Texte:
***

Au Québec, plusieurs propositions ont été élaborées afin de prolonger la carrière des personnes dites expérimentées. En 2019, le ministre du Travail, de l’Emploi et de la Solidarité sociale présentait le Plan d’action pour la main-d’œuvre (PAMO), dont l’objectif était d’« accroître la présence sur le marché du travail de travailleurs de 60 à 69 ans. ». Plusieurs incitatifs ont aussi été mis en place afin de retenir ou de ramener cette catégorie de travailleurs sur le marché du travail.
Le fameux « crédit d’impôt pour prolongation de carrière » élaboré en 2012 pour les personnes de 65 ans et plus, puis étendu aux personnes de 60 à 64 ans en 2019, ne semble toutefois pas avoir les effets escomptés. Une étude réalisée par une équipe de la Chaire de recherche sur les enjeux économiques intergénérationnels (CREEi) a mis en évidence « que le crédit d’impôt pour prolongation de carrière n’a guère permis de hausser le taux d’emploi des personnes de 60 ans et plus davantage que la tendance des dernières années. » En clair, la hausse du nombre de travailleuses et de travailleurs dans les catégories visées n’est pas attribuable à cet incitatif.

***

Série de tâches:
#1 Imprimez le passage du texte sur la prolongation de carrière au Québec situé entre « Au Québec, plusieurs » et « marché du travail. », ces deux extrémités comprises.
#2 Relevez toutes les tranches d'âge de travailleurs mentionnées dans le texte sur la prolongation de carrière au Québec.

***

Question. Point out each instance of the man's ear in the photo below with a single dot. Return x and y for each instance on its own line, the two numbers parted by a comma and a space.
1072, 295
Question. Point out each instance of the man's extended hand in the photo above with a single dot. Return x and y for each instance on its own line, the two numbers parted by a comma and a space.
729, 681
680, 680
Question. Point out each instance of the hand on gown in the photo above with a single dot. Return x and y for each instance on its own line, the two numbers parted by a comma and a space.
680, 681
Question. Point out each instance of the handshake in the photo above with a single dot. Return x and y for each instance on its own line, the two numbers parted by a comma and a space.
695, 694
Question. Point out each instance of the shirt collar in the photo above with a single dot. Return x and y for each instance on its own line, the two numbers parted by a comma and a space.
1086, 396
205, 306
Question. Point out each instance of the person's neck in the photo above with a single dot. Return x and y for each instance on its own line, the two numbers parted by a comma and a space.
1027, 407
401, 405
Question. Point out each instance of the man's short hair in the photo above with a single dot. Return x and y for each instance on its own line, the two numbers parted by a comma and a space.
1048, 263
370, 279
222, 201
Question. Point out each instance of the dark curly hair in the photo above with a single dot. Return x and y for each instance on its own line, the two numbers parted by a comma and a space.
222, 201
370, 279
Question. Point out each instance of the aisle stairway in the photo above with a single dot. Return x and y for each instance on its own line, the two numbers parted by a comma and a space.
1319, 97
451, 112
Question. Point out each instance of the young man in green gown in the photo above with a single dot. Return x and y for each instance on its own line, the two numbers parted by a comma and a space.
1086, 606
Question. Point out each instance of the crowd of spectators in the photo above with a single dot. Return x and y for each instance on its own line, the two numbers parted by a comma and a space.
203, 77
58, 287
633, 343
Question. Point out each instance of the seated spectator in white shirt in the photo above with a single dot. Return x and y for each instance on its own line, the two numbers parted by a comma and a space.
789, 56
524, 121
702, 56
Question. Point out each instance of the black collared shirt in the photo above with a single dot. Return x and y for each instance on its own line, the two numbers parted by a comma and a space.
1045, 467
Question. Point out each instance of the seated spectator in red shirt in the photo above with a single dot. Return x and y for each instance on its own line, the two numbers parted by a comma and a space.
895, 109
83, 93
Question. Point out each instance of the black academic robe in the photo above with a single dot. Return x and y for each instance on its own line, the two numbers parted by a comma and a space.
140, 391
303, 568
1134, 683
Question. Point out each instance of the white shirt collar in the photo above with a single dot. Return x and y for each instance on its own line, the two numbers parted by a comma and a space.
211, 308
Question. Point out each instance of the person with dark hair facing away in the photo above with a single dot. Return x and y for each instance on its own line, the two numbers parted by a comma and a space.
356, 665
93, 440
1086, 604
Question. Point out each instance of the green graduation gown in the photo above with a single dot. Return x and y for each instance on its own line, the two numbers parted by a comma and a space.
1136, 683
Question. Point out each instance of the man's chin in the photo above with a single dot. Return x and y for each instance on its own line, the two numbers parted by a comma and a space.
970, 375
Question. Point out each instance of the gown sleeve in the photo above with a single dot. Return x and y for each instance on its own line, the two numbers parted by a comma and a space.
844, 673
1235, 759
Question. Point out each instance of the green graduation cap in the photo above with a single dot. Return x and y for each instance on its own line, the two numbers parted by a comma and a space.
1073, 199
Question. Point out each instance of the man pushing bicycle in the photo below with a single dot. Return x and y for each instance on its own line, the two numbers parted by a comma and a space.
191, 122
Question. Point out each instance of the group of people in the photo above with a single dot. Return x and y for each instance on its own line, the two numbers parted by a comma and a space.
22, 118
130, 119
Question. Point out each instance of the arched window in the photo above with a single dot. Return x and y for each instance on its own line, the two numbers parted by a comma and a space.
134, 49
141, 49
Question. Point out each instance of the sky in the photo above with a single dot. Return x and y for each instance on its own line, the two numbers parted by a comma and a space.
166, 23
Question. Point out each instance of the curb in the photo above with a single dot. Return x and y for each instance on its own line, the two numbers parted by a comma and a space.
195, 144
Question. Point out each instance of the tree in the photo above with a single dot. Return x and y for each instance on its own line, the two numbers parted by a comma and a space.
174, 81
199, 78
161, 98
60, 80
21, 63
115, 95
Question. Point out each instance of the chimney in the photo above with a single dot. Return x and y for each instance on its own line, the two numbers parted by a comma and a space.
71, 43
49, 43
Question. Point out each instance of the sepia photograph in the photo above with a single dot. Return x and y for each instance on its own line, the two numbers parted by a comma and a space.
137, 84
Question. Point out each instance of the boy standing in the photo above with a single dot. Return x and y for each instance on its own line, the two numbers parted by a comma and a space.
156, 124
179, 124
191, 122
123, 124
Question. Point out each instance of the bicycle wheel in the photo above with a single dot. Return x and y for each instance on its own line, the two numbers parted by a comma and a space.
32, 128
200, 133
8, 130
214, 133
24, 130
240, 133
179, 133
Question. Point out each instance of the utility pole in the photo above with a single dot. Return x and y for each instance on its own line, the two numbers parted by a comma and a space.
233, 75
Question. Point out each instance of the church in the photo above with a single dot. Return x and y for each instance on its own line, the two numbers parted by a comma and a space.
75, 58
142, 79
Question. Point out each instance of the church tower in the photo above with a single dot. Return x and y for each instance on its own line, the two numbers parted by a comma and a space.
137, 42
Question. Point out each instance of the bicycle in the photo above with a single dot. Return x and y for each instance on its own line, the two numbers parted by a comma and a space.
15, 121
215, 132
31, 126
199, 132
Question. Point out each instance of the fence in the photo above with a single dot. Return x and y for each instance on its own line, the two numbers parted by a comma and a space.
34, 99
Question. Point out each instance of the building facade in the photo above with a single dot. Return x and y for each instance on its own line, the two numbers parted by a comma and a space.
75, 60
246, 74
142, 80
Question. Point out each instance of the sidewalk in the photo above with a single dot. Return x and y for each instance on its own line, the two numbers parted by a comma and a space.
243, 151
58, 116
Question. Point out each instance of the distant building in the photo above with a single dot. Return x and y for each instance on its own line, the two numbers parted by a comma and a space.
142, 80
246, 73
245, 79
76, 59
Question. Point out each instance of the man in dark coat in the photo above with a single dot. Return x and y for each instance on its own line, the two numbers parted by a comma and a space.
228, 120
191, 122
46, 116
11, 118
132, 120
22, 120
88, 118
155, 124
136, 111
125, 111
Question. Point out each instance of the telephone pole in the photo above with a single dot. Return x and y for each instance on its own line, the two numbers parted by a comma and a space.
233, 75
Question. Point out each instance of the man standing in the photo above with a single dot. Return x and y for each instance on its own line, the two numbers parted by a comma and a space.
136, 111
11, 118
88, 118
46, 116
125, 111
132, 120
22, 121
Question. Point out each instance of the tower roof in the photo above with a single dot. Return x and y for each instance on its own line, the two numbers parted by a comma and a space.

***

Solutions des tâches:
#1
Au Québec, plusieurs propositions ont été élaborées afin de prolonger la carrière des personnes dites expérimentées. En 2019, le ministre du Travail, de l’Emploi et de la Solidarité sociale présentait le Plan d’action pour la main-d’œuvre (PAMO), dont l’objectif était d’« accroître la présence sur le marché du travail de travailleurs de 60 à 69 ans. ». Plusieurs incitatifs ont aussi été mis en place afin de retenir ou de ramener cette catégorie de travailleurs sur le marché du travail.

#2
- 60 à 69 ans
- 65 ans et plus
- 60 à 64 ans
- 60 ans et plus